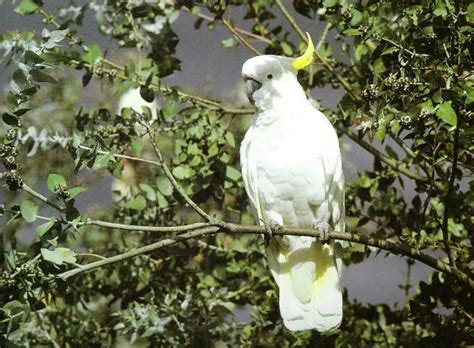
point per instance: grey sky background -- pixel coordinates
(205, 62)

* * *

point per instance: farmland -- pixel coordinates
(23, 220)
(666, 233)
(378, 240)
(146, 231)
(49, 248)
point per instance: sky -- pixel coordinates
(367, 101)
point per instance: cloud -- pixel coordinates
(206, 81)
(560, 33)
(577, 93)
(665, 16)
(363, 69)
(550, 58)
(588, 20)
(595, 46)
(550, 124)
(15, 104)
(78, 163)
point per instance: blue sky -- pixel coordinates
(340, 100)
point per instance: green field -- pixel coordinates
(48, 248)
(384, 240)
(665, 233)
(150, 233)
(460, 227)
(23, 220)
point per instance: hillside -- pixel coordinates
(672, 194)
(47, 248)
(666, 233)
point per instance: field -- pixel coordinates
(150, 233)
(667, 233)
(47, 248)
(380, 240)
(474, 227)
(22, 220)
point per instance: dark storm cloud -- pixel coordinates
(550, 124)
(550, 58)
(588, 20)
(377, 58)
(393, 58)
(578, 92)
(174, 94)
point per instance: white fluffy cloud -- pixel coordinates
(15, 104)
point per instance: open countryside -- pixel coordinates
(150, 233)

==

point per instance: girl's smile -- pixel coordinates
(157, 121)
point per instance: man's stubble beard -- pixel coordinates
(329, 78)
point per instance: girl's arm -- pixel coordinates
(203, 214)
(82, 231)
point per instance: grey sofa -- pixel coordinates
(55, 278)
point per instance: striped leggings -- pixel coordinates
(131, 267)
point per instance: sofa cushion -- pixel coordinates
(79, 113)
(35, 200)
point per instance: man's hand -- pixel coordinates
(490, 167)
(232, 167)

What needs to be done – How many lines in the records above contain the string "cloud"? Give only the number.

Output of the exercise – 3